◆ READING TEXT
Whether working in visual innovation or merely acting as a reporter, I’ve made a career out of diving headfirst into ideas that I know nothing about.
The fresher, more complex the puzzle to be solved, the more I dig into it, going from unknown to known. And if I’m lucky, I’m gifted a day-long adrenaline rush and some unusual dreams in return for my services.
When I was starting out, I worked as a breaking news journalist — a job that had me writing up to six news stories a day. On top of that, the pressure to catch every word in a presidential press briefing, for example, can be mind-bendingly intense and require such inconceivable attention. The only comparison I could draw would be day trading cryptocurrencies.
And like crypto, my work would often visit me late into the night. Once in bed, I’d feel a cursor blinking just beyond my peripheral vision, or I’d see foggy headlines being written and rewritten so that they didn’t bust through their character limits.
“U.S. president seeks deal with Iran on….” Delete, delete, delete. “President calls for trust with Iran on…” Was I asleep? Was I whispering to myself? The questions were the same then as they are now.

◆ WHAT THIS TASK INVOLVES
Return the passage of the essay on news reporting that begins with the words containing "Whether working in" and ends with "day trading cryptocurrencies.", copied word for word.

◆ RECORD EXTRACTS
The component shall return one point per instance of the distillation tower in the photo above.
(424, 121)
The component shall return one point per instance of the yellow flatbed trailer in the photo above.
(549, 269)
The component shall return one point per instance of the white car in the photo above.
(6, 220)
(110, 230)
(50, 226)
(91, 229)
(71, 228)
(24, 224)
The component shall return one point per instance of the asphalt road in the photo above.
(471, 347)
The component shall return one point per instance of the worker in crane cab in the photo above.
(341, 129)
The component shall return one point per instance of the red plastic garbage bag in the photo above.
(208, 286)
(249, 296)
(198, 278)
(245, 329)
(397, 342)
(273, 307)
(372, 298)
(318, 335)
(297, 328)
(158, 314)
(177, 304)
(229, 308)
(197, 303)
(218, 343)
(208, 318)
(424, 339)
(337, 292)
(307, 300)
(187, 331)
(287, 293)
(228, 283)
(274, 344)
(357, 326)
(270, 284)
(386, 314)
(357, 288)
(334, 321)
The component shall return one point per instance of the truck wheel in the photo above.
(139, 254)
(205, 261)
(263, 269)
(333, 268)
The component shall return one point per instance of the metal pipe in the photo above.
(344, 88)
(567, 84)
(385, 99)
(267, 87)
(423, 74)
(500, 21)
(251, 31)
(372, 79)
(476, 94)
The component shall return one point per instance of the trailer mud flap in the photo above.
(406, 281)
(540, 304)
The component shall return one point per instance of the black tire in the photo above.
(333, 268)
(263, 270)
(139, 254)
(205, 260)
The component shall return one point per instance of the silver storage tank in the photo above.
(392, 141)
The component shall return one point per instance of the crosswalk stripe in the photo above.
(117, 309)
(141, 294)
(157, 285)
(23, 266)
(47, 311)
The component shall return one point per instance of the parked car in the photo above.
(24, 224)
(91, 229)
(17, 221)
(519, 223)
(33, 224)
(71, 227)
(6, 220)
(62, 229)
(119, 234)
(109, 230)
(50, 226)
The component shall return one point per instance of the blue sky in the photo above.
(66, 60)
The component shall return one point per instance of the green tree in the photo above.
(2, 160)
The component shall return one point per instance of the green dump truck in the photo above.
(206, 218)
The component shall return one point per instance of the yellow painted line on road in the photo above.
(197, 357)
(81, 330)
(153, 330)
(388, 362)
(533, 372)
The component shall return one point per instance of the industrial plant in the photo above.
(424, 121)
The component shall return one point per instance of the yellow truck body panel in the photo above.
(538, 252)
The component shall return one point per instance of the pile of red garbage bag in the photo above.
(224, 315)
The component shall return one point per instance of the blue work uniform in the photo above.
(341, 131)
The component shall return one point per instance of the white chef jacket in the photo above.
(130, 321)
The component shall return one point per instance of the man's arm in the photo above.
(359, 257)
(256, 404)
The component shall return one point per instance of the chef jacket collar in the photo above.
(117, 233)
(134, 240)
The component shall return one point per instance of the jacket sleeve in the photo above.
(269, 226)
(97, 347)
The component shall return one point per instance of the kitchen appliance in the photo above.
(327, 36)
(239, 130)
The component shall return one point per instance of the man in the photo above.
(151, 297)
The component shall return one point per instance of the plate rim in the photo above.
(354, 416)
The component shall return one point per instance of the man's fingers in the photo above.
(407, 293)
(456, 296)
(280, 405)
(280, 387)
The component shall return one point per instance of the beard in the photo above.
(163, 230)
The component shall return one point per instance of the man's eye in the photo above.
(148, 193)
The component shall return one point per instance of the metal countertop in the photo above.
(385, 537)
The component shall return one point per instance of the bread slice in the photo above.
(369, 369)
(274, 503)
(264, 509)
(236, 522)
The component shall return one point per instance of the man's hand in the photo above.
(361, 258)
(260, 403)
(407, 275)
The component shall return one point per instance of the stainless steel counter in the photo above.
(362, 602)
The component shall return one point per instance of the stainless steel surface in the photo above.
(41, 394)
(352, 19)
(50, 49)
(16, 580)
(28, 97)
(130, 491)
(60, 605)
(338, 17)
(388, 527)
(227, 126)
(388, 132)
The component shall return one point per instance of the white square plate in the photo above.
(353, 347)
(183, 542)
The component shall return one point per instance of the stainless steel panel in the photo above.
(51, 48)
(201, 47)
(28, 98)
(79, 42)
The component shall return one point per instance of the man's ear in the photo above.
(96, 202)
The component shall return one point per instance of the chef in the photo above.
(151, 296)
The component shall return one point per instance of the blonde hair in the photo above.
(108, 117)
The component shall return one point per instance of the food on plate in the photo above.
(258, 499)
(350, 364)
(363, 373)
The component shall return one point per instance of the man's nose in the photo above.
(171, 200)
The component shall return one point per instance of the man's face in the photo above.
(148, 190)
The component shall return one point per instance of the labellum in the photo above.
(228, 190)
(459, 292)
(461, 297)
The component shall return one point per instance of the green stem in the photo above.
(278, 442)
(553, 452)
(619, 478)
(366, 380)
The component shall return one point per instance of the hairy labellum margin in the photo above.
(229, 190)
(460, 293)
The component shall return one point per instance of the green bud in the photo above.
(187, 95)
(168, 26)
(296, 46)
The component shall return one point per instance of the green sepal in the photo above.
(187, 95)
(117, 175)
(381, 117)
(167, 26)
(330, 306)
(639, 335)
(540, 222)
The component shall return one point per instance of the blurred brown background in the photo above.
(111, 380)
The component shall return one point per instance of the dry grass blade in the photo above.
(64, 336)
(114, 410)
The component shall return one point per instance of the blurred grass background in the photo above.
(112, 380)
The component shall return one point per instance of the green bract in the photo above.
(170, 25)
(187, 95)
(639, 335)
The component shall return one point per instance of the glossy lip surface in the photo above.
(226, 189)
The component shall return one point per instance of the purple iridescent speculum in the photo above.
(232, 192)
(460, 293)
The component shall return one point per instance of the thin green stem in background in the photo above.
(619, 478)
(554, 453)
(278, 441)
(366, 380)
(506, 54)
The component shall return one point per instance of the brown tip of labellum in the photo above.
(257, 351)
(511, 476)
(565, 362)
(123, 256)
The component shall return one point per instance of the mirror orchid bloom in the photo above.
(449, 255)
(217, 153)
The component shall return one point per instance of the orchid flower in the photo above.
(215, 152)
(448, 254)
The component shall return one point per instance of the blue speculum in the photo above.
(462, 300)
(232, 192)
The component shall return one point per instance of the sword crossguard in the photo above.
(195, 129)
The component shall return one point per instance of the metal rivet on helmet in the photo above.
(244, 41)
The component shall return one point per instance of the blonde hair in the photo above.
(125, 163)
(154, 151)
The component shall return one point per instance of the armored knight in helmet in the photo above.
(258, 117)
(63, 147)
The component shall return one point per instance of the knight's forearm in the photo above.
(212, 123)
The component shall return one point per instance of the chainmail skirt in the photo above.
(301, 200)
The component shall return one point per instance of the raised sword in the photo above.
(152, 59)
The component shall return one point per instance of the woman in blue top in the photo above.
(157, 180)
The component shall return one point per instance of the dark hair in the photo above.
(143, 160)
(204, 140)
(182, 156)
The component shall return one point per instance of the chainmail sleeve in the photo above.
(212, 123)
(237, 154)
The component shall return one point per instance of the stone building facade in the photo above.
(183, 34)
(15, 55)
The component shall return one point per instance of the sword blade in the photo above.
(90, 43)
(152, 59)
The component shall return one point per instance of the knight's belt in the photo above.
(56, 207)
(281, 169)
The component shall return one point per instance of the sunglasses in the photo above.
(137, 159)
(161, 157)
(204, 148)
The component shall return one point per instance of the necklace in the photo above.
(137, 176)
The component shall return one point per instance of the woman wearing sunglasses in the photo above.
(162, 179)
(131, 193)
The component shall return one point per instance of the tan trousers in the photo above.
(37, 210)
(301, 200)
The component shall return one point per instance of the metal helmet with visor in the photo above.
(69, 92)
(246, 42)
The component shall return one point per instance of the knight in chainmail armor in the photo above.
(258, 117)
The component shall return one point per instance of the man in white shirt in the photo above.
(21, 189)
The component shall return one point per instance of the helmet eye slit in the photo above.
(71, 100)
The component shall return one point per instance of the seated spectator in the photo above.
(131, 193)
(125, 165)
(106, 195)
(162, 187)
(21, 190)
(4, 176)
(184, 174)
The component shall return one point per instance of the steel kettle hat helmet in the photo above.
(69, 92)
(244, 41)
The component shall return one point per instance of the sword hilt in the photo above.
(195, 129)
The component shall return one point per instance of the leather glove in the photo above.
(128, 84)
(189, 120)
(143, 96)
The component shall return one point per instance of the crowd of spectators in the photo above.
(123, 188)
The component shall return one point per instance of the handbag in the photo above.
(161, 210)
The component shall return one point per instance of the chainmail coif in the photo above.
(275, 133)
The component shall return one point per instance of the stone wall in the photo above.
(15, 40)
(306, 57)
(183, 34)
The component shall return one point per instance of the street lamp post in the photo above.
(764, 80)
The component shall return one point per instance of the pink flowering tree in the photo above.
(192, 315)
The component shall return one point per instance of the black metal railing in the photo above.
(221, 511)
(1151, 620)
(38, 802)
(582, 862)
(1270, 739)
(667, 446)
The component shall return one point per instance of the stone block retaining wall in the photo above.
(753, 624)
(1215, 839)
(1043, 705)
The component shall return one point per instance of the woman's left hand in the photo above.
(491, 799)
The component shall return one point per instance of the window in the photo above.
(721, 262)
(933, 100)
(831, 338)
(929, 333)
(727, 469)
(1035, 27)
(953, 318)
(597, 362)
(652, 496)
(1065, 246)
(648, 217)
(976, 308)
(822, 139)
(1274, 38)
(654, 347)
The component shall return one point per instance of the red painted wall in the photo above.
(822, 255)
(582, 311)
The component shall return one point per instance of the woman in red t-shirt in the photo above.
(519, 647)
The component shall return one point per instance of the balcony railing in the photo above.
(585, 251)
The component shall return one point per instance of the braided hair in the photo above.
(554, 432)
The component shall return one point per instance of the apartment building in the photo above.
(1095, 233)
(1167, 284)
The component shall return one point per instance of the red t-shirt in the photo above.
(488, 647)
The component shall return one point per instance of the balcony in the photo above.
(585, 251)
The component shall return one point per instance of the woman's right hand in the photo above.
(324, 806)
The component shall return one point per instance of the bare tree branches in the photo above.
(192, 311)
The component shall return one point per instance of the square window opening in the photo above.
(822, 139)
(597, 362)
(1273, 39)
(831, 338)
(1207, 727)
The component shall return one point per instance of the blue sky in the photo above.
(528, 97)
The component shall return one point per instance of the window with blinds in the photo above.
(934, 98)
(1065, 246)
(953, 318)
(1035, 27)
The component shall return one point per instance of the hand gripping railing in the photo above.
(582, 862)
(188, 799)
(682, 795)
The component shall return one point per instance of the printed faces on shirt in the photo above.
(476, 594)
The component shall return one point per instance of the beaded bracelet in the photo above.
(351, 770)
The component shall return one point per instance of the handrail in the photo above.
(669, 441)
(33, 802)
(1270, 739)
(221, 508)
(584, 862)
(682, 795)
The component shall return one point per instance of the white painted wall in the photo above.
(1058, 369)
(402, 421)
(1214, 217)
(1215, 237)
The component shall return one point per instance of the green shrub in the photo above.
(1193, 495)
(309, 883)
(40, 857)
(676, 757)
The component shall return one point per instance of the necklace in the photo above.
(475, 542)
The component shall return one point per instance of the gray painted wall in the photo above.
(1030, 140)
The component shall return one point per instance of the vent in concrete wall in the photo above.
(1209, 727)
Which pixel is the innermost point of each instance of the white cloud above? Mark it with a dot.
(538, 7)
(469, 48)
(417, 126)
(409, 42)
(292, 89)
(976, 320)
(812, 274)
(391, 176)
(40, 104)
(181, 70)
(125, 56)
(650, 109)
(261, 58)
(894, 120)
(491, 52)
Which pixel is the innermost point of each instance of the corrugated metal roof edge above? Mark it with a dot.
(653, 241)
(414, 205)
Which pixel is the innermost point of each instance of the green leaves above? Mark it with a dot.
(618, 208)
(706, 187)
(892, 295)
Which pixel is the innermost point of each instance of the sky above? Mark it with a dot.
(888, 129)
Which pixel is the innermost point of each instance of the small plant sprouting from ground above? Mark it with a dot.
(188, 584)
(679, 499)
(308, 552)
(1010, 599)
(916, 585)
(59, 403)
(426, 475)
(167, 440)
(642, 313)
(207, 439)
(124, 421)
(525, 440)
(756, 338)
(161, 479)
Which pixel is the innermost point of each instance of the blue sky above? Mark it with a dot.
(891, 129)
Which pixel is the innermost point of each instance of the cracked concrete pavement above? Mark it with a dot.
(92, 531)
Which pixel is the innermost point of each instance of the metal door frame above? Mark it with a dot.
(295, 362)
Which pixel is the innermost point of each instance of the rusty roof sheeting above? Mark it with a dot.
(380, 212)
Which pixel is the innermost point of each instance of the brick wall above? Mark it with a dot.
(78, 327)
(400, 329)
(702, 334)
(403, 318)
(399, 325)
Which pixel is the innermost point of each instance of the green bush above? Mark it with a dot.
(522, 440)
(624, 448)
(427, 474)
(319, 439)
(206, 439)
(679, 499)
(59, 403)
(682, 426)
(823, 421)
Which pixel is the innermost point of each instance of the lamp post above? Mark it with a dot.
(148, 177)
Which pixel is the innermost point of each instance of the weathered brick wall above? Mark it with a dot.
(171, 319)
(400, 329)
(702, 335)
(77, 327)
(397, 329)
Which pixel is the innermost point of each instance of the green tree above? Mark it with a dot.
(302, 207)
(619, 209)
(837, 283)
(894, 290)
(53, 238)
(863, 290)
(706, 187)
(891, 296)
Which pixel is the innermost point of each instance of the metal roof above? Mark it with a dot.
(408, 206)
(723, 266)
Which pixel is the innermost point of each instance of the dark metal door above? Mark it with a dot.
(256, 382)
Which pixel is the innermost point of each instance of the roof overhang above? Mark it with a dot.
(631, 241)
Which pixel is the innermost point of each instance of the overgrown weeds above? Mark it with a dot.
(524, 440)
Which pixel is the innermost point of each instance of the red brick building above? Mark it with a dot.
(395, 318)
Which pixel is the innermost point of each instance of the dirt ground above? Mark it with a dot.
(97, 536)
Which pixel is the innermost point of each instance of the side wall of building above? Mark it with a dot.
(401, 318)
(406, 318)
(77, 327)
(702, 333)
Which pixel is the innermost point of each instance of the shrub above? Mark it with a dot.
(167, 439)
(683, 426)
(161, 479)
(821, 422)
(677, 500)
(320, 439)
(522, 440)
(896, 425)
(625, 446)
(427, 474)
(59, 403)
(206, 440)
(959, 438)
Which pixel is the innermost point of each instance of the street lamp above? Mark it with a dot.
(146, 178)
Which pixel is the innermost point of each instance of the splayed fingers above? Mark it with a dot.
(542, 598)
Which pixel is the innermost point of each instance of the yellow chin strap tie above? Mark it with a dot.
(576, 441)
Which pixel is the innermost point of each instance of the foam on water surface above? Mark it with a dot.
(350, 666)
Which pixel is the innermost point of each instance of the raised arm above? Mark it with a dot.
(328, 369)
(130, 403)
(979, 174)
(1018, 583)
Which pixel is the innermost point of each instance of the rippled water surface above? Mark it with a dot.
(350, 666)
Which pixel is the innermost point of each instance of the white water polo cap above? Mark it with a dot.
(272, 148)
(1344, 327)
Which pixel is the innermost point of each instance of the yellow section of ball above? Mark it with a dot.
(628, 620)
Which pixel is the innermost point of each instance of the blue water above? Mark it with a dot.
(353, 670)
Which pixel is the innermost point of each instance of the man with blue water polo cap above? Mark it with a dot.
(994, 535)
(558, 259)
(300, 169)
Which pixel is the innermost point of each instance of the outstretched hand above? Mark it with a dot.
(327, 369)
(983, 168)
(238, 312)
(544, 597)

◆ SOLUTION BELOW
Whether working in visual innovation or merely acting as a reporter, I’ve made a career out of diving headfirst into ideas that I know nothing about.
The fresher, more complex the puzzle to be solved, the more I dig into it, going from unknown to known. And if I’m lucky, I’m gifted a day-long adrenaline rush and some unusual dreams in return for my services.
When I was starting out, I worked as a breaking news journalist — a job that had me writing up to six news stories a day. On top of that, the pressure to catch every word in a presidential press briefing, for example, can be mind-bendingly intense and require such inconceivable attention. The only comparison I could draw would be day trading cryptocurrencies.